It’s just hair

This post was hard to write. It’s hard to type when you’re rolling your eyes the whole time! Sheesh!

The source of today’s frustration is that ruckus about the magazine article showing how people with straight hair can get an afro. A lot of people seem to be upset by it. It’s being called ‘cultural appropriation’: a term that I hadn’t heard about or truly understood until last week.

The internet tells me that appropriation is “the action of taking something for one’s own use, typically without the owner’s permission”. I counter that with “Imitation is the sincerest form of flattery” perhaps.

I have worn my hair natural for about 9 years. I have a thick head of hair, which used to be even thicker when I was a teen, so early on, my mother had it chemically straightened, so it could be manageable. I continued that process until I moved to Vancouver. Unfortunately, the climate change was tough on my hair and it was hard to keep it healthy. I decided to keep it in its natural state and I never looked back. For me, my naturally curly hair was just my own and it was easy. I wear it because it’s relatively free to maintain and it’s easy and I think it’s authentically me. It’s not a political statement nor because I’m from the Caribbean. It’s just what’s growing out of my head. Need I remind you about my latest tattoo?

This photo was taken by Vikera Hunte. Please do not copy without permission.

This photo was taken by Vikera Hunte. Please do not copy without permission.

This whole cultural appropriation thing with regards to hair is kinda over the top for me. The article doesn’t make a cultural or political statement about afros, its headline simply says, “You (yes, you) can have an afro even if you have straight hair”. It makes no reference about race. Either I’m not understanding it properly or there’s absolutely nothing wrong with this. I think that model was used to show that if you have fine, straight hair, you can have big hair with volume, as in, you can have a completely different look temporarily. You know, just like people with curly hair that get it flat ironed and have a completely different look temporarily.

I happen to think my hair is my most versatile accessory. Even when I had an online dating profile, I wrote right on there, “One thing you should know about me is that you can never assume you’re going to know what my hair looks like.” I change my hair ALL the time. I wear it super short, I add extensions, I dye it, I wear it straight (flat ironed) and I wear it big and fluffy. Every Thursday or Friday, I scour the internet looking for new styles and new ideas. I see something I like that would flatter me and watch some videos about it and then make the change. I never once stop to think about the origin of the style. Honestly, I don’t really care. I’m not going to lie.

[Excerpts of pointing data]

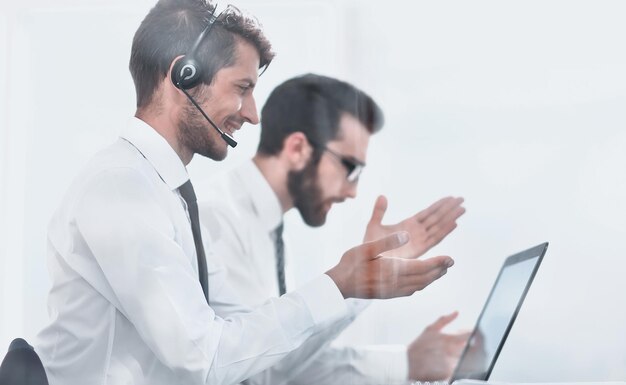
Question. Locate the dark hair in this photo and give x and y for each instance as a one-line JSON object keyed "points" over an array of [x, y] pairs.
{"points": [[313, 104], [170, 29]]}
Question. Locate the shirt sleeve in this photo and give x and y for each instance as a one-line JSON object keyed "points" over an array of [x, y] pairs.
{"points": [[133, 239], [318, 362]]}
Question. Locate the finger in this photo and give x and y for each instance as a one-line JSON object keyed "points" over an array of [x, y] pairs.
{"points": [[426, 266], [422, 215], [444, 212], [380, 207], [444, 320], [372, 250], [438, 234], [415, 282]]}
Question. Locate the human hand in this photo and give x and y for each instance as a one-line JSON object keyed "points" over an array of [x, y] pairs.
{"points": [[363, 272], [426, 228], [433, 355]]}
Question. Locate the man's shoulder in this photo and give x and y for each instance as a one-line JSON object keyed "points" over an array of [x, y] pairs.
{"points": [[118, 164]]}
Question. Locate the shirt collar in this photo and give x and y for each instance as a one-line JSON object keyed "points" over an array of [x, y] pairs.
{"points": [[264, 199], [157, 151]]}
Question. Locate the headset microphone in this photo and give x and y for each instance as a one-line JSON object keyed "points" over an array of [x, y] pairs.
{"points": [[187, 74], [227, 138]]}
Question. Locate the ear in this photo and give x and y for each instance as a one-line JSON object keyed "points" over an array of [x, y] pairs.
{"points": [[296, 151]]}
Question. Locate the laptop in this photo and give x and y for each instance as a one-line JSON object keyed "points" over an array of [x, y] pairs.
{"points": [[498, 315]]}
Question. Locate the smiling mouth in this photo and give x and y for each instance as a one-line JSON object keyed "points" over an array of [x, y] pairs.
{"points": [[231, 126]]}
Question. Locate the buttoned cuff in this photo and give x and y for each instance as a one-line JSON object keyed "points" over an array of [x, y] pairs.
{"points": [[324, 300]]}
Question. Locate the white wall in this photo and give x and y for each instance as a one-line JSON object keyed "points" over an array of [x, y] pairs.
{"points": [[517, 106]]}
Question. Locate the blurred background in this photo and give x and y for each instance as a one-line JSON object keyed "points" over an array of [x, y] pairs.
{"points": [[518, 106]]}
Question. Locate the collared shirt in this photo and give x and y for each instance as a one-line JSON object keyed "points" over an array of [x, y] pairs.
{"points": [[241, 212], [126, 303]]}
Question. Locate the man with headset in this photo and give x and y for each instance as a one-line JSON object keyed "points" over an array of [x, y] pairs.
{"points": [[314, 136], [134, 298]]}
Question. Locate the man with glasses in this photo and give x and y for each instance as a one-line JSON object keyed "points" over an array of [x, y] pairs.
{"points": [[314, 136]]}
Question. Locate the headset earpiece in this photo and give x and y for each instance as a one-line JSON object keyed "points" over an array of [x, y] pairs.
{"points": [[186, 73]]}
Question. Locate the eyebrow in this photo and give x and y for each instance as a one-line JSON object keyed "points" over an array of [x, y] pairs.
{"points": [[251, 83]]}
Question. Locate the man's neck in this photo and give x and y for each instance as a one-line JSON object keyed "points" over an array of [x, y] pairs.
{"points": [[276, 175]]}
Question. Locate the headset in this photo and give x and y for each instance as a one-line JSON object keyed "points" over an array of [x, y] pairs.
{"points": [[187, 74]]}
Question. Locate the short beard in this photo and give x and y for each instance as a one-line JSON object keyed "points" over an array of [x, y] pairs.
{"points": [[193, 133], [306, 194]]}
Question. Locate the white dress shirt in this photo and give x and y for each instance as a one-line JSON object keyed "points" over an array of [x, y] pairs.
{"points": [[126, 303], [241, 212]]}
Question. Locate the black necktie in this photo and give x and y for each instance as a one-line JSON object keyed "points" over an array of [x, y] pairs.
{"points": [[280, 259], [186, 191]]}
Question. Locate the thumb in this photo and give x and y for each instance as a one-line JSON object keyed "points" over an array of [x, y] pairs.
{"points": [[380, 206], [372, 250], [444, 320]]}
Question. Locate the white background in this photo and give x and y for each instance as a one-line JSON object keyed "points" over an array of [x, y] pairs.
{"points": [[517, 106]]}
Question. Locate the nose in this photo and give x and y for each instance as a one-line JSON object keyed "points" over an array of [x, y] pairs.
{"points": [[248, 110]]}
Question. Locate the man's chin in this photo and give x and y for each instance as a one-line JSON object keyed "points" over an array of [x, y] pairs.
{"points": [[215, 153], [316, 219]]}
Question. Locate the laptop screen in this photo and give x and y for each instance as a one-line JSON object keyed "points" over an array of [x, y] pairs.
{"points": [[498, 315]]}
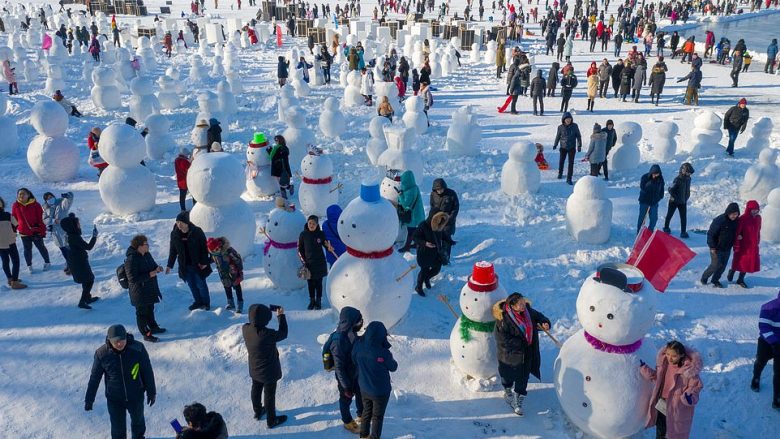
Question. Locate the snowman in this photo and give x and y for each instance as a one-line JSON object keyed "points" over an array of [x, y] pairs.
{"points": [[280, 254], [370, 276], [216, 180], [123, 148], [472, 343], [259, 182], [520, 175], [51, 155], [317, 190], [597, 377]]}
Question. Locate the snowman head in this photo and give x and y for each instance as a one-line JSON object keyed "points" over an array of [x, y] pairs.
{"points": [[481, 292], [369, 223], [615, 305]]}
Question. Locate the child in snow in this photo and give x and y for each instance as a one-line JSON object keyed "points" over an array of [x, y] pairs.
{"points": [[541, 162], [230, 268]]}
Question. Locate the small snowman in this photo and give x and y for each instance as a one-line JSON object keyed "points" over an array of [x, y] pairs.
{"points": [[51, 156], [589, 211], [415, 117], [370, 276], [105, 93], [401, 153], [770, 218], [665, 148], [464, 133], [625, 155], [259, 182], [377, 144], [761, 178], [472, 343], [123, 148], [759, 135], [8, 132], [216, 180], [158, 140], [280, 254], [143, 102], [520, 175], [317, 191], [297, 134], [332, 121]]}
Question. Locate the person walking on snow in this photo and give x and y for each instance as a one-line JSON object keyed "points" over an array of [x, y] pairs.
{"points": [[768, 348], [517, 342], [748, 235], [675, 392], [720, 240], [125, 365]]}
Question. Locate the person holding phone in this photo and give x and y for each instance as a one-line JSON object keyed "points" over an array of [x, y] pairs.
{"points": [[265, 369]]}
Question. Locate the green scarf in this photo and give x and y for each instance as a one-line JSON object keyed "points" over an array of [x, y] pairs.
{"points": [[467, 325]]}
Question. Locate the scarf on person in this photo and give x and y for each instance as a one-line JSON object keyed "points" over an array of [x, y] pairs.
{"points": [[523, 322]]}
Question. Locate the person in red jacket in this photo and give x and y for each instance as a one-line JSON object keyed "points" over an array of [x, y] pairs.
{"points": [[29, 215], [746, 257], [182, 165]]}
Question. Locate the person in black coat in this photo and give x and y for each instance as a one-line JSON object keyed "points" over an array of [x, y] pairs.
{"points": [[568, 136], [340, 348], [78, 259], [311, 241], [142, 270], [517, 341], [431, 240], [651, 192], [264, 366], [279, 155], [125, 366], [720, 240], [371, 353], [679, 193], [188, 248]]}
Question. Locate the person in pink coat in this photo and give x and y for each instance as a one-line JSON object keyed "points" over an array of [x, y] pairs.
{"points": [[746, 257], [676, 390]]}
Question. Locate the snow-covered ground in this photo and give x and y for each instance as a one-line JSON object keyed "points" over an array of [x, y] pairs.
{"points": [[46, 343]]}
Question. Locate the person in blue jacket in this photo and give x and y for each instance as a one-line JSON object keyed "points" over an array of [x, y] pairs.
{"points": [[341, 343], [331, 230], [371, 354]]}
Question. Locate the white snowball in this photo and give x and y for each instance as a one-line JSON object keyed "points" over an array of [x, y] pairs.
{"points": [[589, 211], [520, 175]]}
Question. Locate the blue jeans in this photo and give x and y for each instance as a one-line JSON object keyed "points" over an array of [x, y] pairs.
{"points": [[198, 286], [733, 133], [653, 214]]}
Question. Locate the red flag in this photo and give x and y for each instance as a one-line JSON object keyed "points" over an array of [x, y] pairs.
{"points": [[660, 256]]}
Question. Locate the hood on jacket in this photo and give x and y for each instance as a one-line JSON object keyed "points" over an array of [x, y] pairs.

__Exercises__.
• 1. In the blog post about hair, for approximately how long has the writer worn their hair natural?
• 2. Extend the blog post about hair with new writing that follows its final sentence.

__Per-task answers__.
• 1. About 9 years.

• 2.
Photo taken by Vikera Hunte

Photo taken by Vikera Hunte

I wear head wraps on the weekends “like an African woman”. I don’t care that it’s an African-inspired style, I care about the flexibility of being able to leave the house in ten minutes without having to wrangle my hair into something decent. I don’t think about an African seeing me and thinking, “Look at her, she’s not even African, but she wants to wrap her head like us?” For me, a head wrap is not an homage to my African heritage, it’s a piece of cloth. The end.

To me, hair is just a thing. It’s not a political statement. In American history, the afro was a symbol. Women didn’t wear their hair that way unless it was to make a point. Even now, sometimes I get a Foxy Brown comment, which I don’t really understand, to be honest. I do like the attention my hairstyles get, but to say that it has a larger meaning than I have too much time on my hands, I don’t know.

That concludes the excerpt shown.